_Task requirements_
Repeat all entries word for word; skip images.

################

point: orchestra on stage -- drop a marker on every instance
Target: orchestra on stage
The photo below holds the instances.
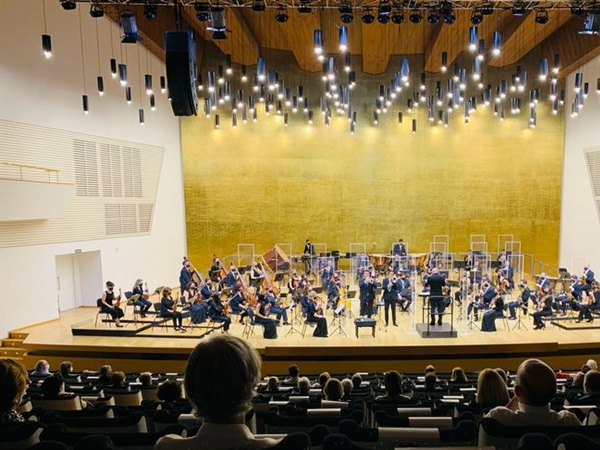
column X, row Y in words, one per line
column 279, row 295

################

_Written response_
point: orchestra on stage -- drop a marker on every instance
Target: orchestra on stage
The photo below holds the instances.
column X, row Y in words, one per line
column 279, row 295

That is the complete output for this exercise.